**COMPLETE THE FOLLOWING**
(a) In the interview on parent involvement, which two school officials should parents know by name?
(b) Reproduce word for word the part of the parent involvement interview that opens with the words containing "Another pitfall? Probably" and closes with "way to college?".

**SOURCE DOCUMENT**
----------------

Make sure you know the principal and the assistant principal by name because you’re modeling that for your child as well. So the more comfortable as a parent you are at your child’s school, you’re just setting your child up for more success. Definitely don’t get involved if you’re going to have a combative relationship. You don’t want your child to be in an environment where they’re always fighting against their teachers, their peers or the administration. But I think if you can foster healthy relationships, that’s just another relationship, another model to set for your kids that will pay off in spades.

When they get to college, they’ll see the way that they have been able to interact with their teachers in high school and they can take that responsibility and set appointments with office hours with their college instructors. That was one of the scariest things I’ve ever had to do in my English lit class from my freshman year of college. But I knew what was expected of me because I knew that failure wasn’t an option for me. But I knew that because those were the expectations communicated to me all the way through school. So if I was going to get a not-good grade, I needed to make sure I could explain why in high school and in college. So I made those office hour appointments and I guess I still felt accountable to my parents as well when I was in college. I was doing that for myself but also for my family.

Q: What are the most common pitfalls of parent involvement? What are the watch-outs?

A: As a teacher, I would say one of the most common pitfalls is a parent who’s not actively involved in their student’s life. One of the saddest and most difficult things is to try to work with kids in high school, whose parents are not involved in their life. They are either too busy or they have things going on and they’re not willing to come in for a meeting with you.

We as teachers, my husband and I, when we worked with a team of people, have sat in meetings with the children whose parents don’t show up. That’s a very hard situation and that’s when you become not so much a teacher anymore, but more like a parent figure to that child because you’re consoling them and you’re helping them understand. Often times they get angry or they get sad and you become that person they come to.

Another pitfall? Probably when parents are too involved. It goes back to the part of parents not holding their children accountable. Parents holding the teachers first accountable as opposed to asking their kids “what should you have done?”. By all means ask the teacher too if they don’t get an acceptable answer. If you are even the least bit organized of an educator, when a parent asks a question about their child, you’re going to be able to give them an answer. Maybe it’s not what they want to hear, but often times they could’ve already gotten an answer from their child. So I think those are that the unfortunate ways I could say that parents can be involved or not involved in the right ways.

Q: What is your advice for parents who don’t have college education with regard to supporting their children on their way to college?

----------------

**GIVEN ENTRIES**

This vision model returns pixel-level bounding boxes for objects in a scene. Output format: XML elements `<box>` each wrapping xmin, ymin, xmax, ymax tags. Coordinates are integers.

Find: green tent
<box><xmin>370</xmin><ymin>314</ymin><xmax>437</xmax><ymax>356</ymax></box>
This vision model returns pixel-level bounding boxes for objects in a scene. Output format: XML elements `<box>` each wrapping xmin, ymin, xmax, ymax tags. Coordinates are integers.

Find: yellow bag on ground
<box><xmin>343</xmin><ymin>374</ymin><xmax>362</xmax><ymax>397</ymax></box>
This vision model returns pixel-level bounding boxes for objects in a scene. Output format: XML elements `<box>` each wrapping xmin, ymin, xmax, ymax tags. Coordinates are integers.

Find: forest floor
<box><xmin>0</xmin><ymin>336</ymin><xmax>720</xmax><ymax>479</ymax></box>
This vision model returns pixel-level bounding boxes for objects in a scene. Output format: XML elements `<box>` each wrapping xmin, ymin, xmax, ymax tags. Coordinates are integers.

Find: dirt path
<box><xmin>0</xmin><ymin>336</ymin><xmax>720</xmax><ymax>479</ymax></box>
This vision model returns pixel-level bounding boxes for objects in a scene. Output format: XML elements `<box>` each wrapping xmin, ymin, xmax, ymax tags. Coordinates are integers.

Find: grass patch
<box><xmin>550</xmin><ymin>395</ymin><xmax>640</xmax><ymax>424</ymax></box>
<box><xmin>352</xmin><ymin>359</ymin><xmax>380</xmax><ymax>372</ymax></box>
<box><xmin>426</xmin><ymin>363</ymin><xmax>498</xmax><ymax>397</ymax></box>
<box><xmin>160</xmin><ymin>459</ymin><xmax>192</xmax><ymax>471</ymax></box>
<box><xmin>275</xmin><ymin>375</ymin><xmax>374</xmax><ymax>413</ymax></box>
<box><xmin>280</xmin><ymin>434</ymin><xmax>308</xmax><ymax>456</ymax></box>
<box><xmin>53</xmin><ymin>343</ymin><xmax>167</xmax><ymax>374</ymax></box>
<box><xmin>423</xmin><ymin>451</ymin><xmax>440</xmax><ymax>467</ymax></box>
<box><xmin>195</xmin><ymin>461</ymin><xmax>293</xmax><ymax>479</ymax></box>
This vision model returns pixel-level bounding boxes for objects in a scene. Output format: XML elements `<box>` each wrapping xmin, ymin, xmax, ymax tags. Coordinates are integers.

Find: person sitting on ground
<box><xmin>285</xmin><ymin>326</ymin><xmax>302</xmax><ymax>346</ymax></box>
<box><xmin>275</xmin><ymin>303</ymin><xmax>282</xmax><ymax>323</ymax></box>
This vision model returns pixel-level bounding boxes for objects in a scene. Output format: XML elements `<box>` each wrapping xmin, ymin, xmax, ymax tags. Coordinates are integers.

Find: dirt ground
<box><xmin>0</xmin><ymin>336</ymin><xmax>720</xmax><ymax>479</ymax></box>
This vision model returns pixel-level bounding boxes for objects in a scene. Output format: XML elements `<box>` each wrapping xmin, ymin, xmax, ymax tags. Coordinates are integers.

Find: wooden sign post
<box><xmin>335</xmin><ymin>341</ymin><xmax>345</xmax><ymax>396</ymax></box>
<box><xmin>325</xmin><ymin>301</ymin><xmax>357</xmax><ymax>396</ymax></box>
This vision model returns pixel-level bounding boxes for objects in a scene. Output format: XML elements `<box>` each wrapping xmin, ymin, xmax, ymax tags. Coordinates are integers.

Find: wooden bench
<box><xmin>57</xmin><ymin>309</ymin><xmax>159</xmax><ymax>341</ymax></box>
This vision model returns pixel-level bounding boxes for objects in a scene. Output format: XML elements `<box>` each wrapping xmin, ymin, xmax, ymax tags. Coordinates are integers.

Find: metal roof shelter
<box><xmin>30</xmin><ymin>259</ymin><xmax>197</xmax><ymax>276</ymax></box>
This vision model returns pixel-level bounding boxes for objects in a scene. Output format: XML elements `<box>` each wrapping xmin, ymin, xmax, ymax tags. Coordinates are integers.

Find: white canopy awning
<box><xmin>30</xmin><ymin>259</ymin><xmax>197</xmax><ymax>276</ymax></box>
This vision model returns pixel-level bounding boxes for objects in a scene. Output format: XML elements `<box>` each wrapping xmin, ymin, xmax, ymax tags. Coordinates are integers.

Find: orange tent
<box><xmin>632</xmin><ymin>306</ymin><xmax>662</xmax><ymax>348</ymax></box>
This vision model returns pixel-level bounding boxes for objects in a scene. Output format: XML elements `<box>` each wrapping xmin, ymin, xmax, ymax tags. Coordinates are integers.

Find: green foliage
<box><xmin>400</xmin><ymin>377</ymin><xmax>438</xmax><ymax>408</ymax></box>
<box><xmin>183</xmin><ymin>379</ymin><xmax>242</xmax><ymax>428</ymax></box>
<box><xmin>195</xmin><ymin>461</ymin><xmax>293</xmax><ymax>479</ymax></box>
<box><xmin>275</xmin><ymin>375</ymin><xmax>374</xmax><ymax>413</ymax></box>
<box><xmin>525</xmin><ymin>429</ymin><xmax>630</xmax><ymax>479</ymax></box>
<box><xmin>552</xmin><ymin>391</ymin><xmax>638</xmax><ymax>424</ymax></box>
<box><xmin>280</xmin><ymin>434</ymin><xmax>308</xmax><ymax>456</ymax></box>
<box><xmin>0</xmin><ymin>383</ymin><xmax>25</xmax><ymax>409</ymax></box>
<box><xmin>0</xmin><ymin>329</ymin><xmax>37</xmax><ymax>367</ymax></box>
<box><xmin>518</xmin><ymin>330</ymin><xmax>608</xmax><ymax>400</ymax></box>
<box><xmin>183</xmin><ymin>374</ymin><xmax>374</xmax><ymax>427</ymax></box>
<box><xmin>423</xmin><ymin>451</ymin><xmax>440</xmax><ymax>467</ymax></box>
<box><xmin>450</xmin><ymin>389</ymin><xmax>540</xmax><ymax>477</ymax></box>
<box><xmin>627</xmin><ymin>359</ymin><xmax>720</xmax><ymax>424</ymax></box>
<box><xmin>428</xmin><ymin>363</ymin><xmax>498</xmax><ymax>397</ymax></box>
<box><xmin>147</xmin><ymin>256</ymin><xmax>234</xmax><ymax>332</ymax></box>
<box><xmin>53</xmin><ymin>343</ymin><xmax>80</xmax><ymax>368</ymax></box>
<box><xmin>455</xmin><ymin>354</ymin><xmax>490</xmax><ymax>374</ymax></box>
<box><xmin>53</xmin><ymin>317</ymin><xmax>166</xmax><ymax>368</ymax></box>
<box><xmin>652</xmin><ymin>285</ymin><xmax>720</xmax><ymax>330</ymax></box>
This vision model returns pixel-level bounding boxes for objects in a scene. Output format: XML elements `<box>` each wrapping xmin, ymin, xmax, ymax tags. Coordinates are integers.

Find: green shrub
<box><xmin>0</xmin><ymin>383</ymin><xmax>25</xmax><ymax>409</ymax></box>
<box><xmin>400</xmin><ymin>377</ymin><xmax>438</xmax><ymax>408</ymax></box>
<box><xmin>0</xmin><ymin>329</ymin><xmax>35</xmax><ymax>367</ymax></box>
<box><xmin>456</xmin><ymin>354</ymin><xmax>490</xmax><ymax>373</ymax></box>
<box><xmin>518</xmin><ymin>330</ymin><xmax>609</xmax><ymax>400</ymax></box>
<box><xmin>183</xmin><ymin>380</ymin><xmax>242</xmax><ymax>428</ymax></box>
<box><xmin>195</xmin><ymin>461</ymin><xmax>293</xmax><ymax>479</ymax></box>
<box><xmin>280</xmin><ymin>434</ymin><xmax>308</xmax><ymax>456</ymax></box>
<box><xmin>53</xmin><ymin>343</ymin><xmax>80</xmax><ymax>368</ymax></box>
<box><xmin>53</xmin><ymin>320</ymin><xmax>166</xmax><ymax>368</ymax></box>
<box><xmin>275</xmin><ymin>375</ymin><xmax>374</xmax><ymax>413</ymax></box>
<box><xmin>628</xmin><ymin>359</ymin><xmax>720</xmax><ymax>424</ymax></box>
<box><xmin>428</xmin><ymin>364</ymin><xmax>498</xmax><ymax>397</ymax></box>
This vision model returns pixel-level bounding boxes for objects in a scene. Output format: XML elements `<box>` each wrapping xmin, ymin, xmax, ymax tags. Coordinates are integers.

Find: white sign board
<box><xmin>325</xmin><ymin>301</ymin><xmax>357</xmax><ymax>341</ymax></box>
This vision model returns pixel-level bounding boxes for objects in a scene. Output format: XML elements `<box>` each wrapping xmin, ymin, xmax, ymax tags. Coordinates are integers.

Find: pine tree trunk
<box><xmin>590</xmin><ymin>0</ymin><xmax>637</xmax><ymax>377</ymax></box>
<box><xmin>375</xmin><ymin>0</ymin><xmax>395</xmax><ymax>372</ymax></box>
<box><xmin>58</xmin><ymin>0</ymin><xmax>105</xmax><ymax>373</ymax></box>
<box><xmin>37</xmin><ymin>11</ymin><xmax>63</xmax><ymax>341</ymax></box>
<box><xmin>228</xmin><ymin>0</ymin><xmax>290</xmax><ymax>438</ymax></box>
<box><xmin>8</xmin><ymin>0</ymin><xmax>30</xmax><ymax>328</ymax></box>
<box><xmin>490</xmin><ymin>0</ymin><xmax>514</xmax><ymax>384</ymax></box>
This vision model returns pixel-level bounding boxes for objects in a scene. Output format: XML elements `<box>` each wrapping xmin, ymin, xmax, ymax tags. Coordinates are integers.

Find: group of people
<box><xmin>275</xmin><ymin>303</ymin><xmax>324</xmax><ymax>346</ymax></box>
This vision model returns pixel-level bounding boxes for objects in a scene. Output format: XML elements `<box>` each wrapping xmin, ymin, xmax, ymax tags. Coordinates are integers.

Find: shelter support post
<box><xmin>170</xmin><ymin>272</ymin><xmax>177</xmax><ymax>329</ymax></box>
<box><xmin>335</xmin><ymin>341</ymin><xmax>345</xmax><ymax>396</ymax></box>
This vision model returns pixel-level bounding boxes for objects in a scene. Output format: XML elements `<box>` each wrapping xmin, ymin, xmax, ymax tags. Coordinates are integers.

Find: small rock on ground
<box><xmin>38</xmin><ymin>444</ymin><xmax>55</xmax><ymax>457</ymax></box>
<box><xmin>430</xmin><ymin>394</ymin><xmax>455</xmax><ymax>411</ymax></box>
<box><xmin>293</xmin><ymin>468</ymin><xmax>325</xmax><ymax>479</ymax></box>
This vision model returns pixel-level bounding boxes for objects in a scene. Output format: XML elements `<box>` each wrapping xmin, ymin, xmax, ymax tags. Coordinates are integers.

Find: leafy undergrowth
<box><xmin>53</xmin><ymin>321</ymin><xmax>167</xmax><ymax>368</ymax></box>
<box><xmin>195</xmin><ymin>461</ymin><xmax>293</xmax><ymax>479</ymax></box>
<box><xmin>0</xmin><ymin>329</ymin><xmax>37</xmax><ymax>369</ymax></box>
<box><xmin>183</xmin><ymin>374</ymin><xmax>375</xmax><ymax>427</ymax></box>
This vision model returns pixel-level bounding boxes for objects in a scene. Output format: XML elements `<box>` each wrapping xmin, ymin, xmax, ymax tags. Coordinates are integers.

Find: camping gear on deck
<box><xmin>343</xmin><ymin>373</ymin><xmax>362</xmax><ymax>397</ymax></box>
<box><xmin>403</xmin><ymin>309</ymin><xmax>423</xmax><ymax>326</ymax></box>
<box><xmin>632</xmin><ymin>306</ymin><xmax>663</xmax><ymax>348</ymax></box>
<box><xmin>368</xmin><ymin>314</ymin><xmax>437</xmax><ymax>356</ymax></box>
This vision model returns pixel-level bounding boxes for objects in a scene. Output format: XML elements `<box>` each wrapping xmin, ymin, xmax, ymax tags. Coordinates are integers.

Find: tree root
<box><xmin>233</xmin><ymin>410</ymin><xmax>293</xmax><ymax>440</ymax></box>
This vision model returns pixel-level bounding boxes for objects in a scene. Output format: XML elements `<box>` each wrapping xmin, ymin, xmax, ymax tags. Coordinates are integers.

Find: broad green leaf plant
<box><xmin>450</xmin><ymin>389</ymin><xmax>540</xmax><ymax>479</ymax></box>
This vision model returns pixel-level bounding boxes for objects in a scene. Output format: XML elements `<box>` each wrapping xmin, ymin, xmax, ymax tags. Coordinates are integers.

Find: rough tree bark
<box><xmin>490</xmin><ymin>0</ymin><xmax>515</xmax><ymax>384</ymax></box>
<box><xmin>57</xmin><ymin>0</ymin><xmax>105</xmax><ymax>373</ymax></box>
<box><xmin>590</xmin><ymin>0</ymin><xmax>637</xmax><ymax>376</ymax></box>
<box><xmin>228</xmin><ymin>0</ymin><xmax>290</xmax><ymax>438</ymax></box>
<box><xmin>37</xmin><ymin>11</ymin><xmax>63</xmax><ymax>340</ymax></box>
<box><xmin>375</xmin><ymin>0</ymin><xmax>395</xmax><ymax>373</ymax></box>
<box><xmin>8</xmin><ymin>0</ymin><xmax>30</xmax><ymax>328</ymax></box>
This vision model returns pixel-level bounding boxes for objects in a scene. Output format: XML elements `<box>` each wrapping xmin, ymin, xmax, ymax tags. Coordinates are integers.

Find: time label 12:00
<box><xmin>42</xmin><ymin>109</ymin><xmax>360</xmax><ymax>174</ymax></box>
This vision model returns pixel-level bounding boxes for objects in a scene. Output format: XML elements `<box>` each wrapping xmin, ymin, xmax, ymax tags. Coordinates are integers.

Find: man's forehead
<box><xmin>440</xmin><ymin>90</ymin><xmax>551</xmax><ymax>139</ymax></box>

----------------

**REPLIES**
(a) The principal and the assistant principal.

(b)
Another pitfall? Probably when parents are too involved. It goes back to the part of parents not holding their children accountable. Parents holding the teachers first accountable as opposed to asking their kids “what should you have done?”. By all means ask the teacher too if they don’t get an acceptable answer. If you are even the least bit organized of an educator, when a parent asks a question about their child, you’re going to be able to give them an answer. Maybe it’s not what they want to hear, but often times they could’ve already gotten an answer from their child. So I think those are that the unfortunate ways I could say that parents can be involved or not involved in the right ways.

Q: What is your advice for parents who don’t have college education with regard to supporting their children on their way to college?